Records from a dataset:
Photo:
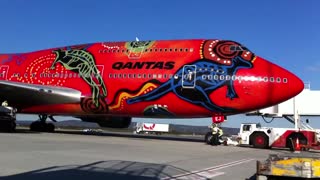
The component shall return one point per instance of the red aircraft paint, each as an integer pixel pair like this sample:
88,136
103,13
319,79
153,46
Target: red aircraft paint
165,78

---

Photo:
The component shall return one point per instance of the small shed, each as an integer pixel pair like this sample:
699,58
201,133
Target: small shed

==

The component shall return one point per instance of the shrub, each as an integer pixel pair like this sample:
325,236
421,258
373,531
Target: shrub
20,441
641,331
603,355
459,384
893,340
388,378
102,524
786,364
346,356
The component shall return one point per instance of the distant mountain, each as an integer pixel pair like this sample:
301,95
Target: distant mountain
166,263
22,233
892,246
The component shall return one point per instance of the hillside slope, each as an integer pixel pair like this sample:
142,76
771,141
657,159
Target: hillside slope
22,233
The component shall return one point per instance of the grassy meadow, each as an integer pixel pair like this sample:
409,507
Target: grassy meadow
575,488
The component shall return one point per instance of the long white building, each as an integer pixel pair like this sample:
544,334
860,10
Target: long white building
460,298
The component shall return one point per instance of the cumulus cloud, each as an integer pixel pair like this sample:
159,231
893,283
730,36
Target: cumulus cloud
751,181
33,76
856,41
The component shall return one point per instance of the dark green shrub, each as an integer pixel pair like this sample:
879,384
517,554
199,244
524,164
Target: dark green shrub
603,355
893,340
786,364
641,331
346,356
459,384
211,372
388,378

- [Your goal]: Only one number is needed: please count the lines of the entries above in which the string "instance" occurs.

- [Solved exercise]: 9